(PROBLEM STATEMENT): Rewrite each of the items below, replacing "pixel pair" with "coordinate pair" and keeping everything else unchanged.

-- Begin DATASET EXCERPTS --

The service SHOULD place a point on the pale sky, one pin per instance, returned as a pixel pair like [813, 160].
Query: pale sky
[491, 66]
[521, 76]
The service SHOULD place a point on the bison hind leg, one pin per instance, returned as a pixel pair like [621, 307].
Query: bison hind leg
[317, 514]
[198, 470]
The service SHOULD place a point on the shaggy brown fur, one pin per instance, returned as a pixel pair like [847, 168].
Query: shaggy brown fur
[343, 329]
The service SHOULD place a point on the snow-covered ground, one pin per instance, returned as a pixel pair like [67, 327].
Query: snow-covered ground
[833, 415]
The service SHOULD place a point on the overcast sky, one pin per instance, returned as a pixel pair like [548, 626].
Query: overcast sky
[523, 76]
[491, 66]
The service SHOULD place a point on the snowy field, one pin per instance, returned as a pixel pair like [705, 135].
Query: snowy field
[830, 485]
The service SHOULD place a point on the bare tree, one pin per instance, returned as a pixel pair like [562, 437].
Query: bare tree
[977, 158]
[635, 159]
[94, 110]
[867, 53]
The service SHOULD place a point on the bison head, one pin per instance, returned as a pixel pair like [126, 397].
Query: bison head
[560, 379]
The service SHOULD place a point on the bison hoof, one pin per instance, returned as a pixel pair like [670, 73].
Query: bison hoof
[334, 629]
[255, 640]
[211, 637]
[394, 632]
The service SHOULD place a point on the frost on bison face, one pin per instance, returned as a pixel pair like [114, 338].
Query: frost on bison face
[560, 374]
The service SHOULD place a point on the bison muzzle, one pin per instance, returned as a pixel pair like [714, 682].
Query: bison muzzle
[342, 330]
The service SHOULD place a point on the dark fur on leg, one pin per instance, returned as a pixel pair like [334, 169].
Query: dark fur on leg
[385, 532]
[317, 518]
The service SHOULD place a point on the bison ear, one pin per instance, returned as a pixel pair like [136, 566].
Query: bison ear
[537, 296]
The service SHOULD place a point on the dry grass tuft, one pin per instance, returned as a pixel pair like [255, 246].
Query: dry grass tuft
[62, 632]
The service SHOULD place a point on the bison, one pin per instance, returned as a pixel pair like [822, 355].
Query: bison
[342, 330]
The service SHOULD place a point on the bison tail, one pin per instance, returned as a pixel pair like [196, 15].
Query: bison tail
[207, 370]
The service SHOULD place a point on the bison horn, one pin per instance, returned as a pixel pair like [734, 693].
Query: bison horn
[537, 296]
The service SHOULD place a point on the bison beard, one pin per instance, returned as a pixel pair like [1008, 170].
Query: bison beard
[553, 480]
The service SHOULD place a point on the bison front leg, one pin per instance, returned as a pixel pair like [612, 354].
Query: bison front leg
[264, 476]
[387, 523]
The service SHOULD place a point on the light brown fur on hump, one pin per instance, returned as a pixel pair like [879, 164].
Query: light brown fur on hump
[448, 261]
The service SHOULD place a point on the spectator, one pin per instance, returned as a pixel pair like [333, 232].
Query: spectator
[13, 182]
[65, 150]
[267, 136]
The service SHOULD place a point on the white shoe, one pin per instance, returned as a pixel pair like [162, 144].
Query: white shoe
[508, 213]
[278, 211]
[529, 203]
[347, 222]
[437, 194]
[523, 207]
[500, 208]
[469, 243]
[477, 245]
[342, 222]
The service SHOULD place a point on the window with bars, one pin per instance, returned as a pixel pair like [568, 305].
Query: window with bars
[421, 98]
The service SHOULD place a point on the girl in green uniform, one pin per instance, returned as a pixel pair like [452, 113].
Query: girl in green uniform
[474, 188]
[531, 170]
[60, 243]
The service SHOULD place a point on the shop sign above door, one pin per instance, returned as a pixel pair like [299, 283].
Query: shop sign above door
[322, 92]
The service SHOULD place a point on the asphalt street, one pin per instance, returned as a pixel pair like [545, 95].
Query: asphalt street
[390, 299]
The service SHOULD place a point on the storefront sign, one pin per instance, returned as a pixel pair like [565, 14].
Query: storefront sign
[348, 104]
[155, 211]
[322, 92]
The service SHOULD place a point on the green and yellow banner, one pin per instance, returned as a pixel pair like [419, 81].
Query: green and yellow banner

-- End DATASET EXCERPTS --

(FULL SOLUTION):
The service SHOULD place a point on the pale sky, one pin per instance, returned as a coordinate pair like [813, 160].
Query: pale sky
[491, 66]
[521, 76]
The service SHOULD place a point on the bison hind leg, one pin per instance, returned as a coordinate pair like [621, 307].
Query: bison hind leg
[317, 514]
[198, 470]
The service SHOULD place a point on the shaggy brown fur, one pin per instance, returned as a coordinate pair like [847, 168].
Query: shaggy brown fur
[343, 329]
The service SHOULD place a point on the snow-covered ground, one pin per instance, returned as a coordinate pair like [67, 327].
Query: snow-covered ground
[833, 415]
The service SHOULD place a point on the overcast sky, one pin per instance, returned as a coordinate pair like [548, 626].
Query: overcast sky
[523, 76]
[491, 66]
The service SHOULD place a point on the snowy field, one pin per instance, returned as a coordinate pair like [705, 135].
Query: snowy field
[830, 485]
The service SHOULD place a point on the bare tree, one pin per instance, returned as a coordinate pair like [562, 437].
Query: bare tree
[977, 158]
[635, 159]
[94, 110]
[867, 53]
The service SHOULD place a point on the bison head, one pin per instance, returned as a coordinate pair like [126, 397].
Query: bison head
[560, 379]
The service SHOULD place a point on the bison hoof, one pin per instance, returned as a coordinate pair like [670, 73].
Query: bison hoof
[334, 629]
[255, 640]
[211, 637]
[394, 632]
The service SHOULD place a point on the frost on bison face, one pin per instance, returned as a coordinate pair like [114, 338].
Query: frost on bison face
[560, 374]
The service SHOULD place a point on the bison muzzle, one pin per instance, returned as a coordinate pair like [714, 682].
Query: bison muzzle
[342, 330]
The service SHOULD place a point on the dark fur on leg, one pin per instance, returned as a coordinate pair like [334, 169].
Query: dark fur on leg
[385, 532]
[317, 518]
The service SHOULD place a point on the bison ear, one pin per instance, returned as a coordinate pair like [136, 566].
Query: bison ear
[537, 296]
The service SHOULD place a point on the dry grass tuft, one pin per instance, returned as a coordinate pair like [255, 246].
Query: dry grass tuft
[62, 632]
The service SHOULD place a point on the bison, one pin per instance, returned as a coordinate pair like [822, 355].
Query: bison
[342, 330]
The service SHOULD place a point on the bison tail, one pin per instance, returned as a coordinate pair like [196, 15].
Query: bison tail
[207, 370]
The service SHOULD place a point on the bison horn, one pin per instance, returned as a coordinate pair like [734, 693].
Query: bison horn
[537, 296]
The service SHOULD place a point on the bison beard, one pin per instance, returned as a coordinate pair like [1008, 170].
Query: bison beard
[553, 480]
The service SHOULD place a point on the bison front leg, one pin per instance, returned as a coordinate pair like [612, 354].
Query: bison front leg
[264, 476]
[387, 523]
The service SHOULD place a point on the light brown fur on hump, one pin per instance, returned as a coordinate pair like [879, 164].
Query: light brown fur on hump
[448, 261]
The service SHOULD place a point on the spectator, one pin per instance, returned as a coordinate pair like [333, 232].
Query: spectator
[13, 182]
[65, 150]
[267, 136]
The service SHOULD place a point on the white shoe, one pin per instance, returned as a coordinate pair like [162, 144].
Query: white shoe
[508, 213]
[278, 211]
[529, 203]
[347, 222]
[437, 194]
[523, 207]
[500, 208]
[469, 243]
[477, 245]
[342, 222]
The service SHOULD place a point on the window with bars, one pin per instance, returned as a coordinate pair like [568, 305].
Query: window with bars
[421, 98]
The service SHOULD place a point on the girl in green uniform, one pin per instance, returned as a coordinate pair like [452, 113].
Query: girl in green uniform
[474, 188]
[531, 170]
[60, 243]
The service SHOULD place a point on the shop sign above door, one pin per instance, returned as a coordinate pair like [299, 283].
Query: shop sign above door
[322, 92]
The service SHOULD place a point on the asphalt street, one pin per instance, returned as a coordinate pair like [545, 95].
Query: asphalt street
[390, 299]
The service SHOULD place a point on the storefront sign, one pin per instance, returned as a coordinate pair like [565, 14].
Query: storefront sign
[348, 104]
[155, 211]
[322, 92]
The service SHOULD place a point on the green and yellow banner, one pin per instance, returned as a coordinate pair like [419, 81].
Query: green and yellow banner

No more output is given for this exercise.